## EXERCISE INSTRUCTIONS
Using the forum thread below, list each part the owner of the 66 sprint names as messed up.

— Begin PROVIDED TEXT —

Rust is a bad thing. The first thing I would do is find it and fix it or it will spread like wild fire. And pull the engine and give it a thorough makeover. This all depends on what you want to do with the car though.
 
My Dad gave me his 66 sprint he bought in 69 and drove into his garage in 1985 and never drove again.... So many things are messed up, hoses, belts, fuel tank, carb, lifters.....He says "it ran when I parked it." Everytime I think it is ready to go... something else goes south. You have a Project and don't even think of driving it home.
 
First thing I would do is drain and change that oil and filter.
Second, take out all the plugs and add some lubricant into each cylinder, I'd research more on what to put in first to loosen anything stuck as well (seafoam?).
Drain/syphon any old gas out first before the new gas.
Unhook that coil wire and crank the motor over a while to hopefully get some oil into the crank shaft bearings, fire it up and keep the RPMs low, don't rev it.

Let us know what you did and how it worked out.
I wouldn't replace everything untill you know its going to run.
Research "acetone" on here, I've heard of it being used to clean the fuel system but never tried it myself.
 
yeah i agree with JDS +1

also check the dizzy and cap. check all fluids (including transmission) and try and fire er up. another thing, before it drives, pull the drums off and check for leaxy wheel cylinders, then change the master cylinder for a dual bowl cylinder


AND POST PICS!!!!!!!!!!!!!!!!!!!!!!!!!!!!!!!!!!!!!!!!
 
I wouldn't replace everything untill you know its going to run.
Research "acetone" on here, I've heard of it being used to clean the fuel system but never tried it myself.

1+

Acetone is a good varnish cleaner.
1.Since gas over time turns into varnish ( a gunky sticky mess) pull the fuel lines out and tank clean with eather 100% Acetone Nail polish remover OR Paint tinner make sure you shake and let it sit, then add some good gas with some Seafoam to the tank it will help clean eveything over the first tank full.
2. Make sure you change all the fluids.
3. Check the CARB pull and clean everything, watch out for a backfire it will fry your hair off.
4. Check the ignition make sure you have 12volts comming to the dissy.
5. Prime the oil from the dissy.
6. Add some WD-40 or Liquid wrench into each cylinder and let it sit for 30 mins.
7. DO NOT DRIVE IT untill you know for a fact it can stop. (Ask me how I know, lets just say there was no break fluid :p )
8. Thats it. have fun with the rust. lol
 
Definately inspect all the brakes and lines. If the rubber lines are all dried out and cracked you might as well swap them out right off the bat they're not very expensive. Make sure you have a good set of line wrenches or flare wrenches and soak the fittings in wd40 before disconnecting.

— End PROVIDED TEXT —
— Begin DATASET —

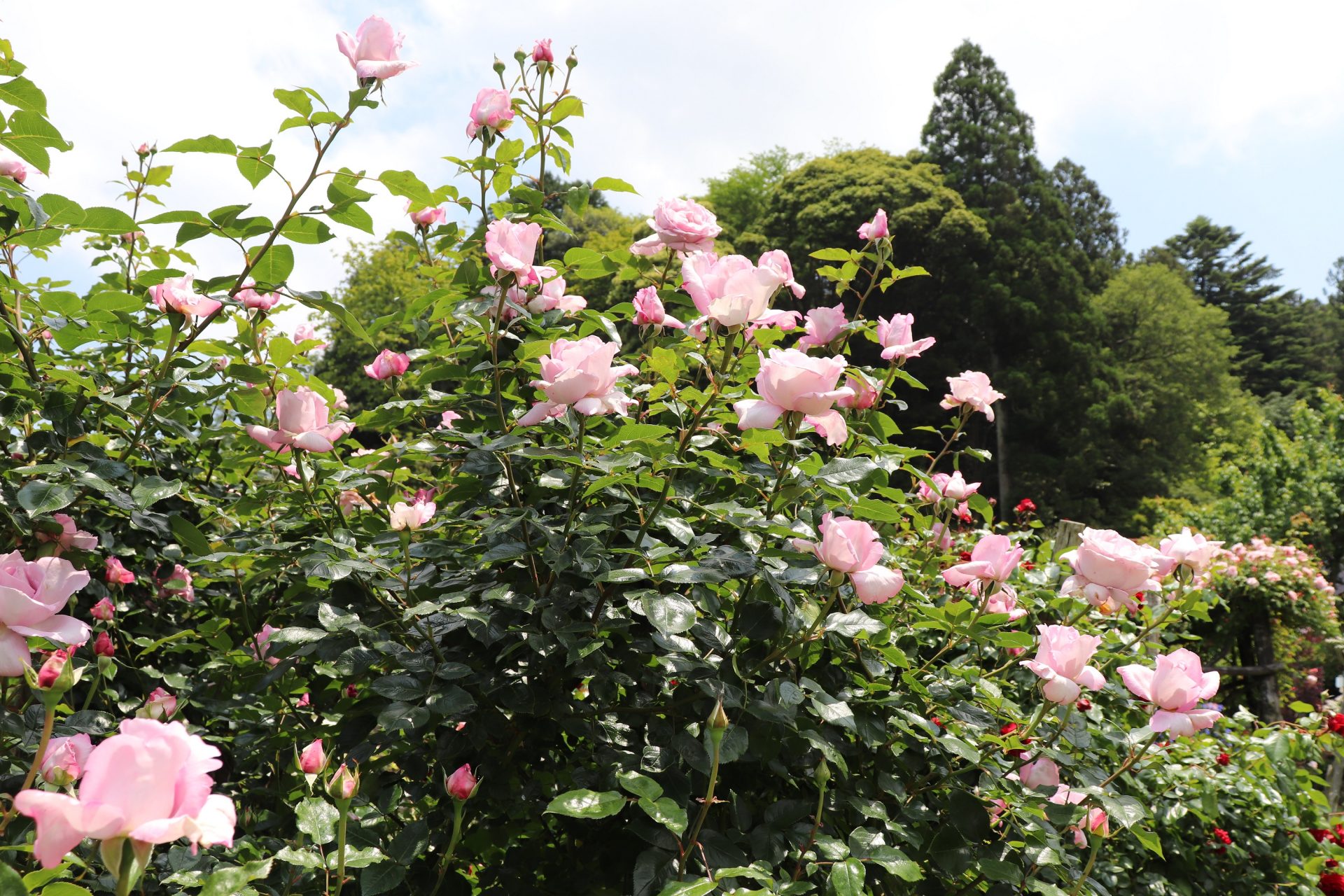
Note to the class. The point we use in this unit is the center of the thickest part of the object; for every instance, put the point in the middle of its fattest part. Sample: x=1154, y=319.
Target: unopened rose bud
x=343, y=785
x=461, y=783
x=314, y=760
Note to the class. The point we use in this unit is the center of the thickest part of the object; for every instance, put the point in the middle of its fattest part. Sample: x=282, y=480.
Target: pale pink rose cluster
x=150, y=783
x=853, y=547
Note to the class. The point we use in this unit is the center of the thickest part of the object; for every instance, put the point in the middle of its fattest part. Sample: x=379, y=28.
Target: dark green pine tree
x=1027, y=304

— End DATASET —

## THE RESULT
hoses, belts, fuel tank, carb, lifters